Data entries
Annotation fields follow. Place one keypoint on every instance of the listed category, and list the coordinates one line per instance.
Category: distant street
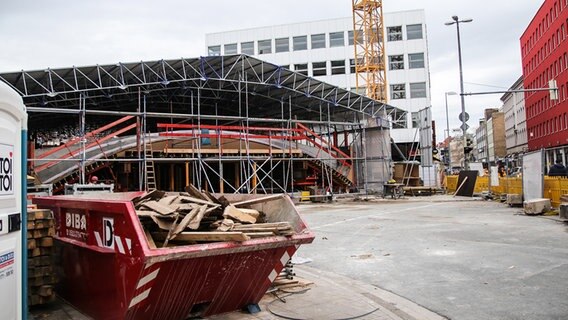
(461, 259)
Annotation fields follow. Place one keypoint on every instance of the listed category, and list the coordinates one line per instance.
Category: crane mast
(368, 40)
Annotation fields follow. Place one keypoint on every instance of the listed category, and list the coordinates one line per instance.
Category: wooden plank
(145, 213)
(236, 214)
(187, 206)
(226, 225)
(258, 200)
(167, 200)
(185, 221)
(211, 197)
(196, 200)
(161, 209)
(205, 236)
(259, 234)
(251, 212)
(162, 224)
(194, 223)
(224, 202)
(152, 195)
(192, 190)
(266, 225)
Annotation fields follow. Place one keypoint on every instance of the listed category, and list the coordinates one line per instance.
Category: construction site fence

» **Problem details**
Turn the data above into a JSON list of strings with one string per line, skipping any blank lines. Leave the picture out.

» **Final result**
[
  "Annotation fields follow. Place one keypoint on every instance of the listed category, and list the coordinates one line per instance.",
  "Category: distant street",
  "(461, 259)",
  "Annotation fields follow. Place one keypoint on every instance of the listed category, and list the coordinates one line per instance.",
  "Category: crane mast",
  "(368, 40)",
  "Annotation fields follow. Place one keypoint on every instance of the listed category, and list the coordinates one line per instance.",
  "Category: wooden plank",
  "(145, 213)",
  "(236, 214)",
  "(187, 206)",
  "(226, 225)",
  "(258, 200)",
  "(167, 200)",
  "(185, 221)",
  "(211, 197)",
  "(196, 200)",
  "(161, 209)",
  "(205, 236)",
  "(259, 234)",
  "(251, 212)",
  "(162, 224)",
  "(194, 223)",
  "(224, 202)",
  "(152, 195)",
  "(192, 190)",
  "(266, 225)",
  "Annotation fields follow. Place one keypoint on every instance of the listed category, and list the coordinates one line per instance.",
  "Category: construction site fence"
]